● Your task:
Collect every line of the material below that contains the word "white", and copy each of those lines.

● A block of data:
§

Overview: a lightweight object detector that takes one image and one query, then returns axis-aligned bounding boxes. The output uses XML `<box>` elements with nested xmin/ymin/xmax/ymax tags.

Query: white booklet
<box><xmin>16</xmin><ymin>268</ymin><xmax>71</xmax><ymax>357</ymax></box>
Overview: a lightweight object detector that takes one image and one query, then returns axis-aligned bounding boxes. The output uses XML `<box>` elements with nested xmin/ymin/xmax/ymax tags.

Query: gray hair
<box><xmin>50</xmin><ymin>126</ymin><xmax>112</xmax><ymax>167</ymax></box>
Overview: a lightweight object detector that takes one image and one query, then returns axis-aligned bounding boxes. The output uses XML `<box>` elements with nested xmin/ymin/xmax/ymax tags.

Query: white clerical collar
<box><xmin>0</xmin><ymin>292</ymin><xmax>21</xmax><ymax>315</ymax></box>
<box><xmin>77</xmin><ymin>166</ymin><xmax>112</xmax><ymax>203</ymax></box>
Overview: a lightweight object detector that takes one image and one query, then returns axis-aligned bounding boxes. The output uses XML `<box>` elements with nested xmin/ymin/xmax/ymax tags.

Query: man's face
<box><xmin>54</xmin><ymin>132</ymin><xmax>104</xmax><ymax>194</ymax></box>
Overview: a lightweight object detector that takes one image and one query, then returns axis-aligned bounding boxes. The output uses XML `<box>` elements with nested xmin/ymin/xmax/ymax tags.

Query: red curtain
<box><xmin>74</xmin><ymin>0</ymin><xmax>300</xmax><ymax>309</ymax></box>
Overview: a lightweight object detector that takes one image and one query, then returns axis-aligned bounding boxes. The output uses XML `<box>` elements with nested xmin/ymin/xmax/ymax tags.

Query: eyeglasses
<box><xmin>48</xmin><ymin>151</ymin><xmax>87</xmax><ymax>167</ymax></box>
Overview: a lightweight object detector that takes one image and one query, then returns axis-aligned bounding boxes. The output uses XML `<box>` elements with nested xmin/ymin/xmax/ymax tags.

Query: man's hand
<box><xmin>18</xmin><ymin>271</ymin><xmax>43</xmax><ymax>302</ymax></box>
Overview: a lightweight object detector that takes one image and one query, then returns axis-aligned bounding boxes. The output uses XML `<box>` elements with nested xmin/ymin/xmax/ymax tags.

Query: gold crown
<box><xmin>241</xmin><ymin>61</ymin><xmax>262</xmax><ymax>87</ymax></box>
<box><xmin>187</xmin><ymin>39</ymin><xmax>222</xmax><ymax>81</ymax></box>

§

● Output for this exercise:
Query: white booklet
Query: white clerical collar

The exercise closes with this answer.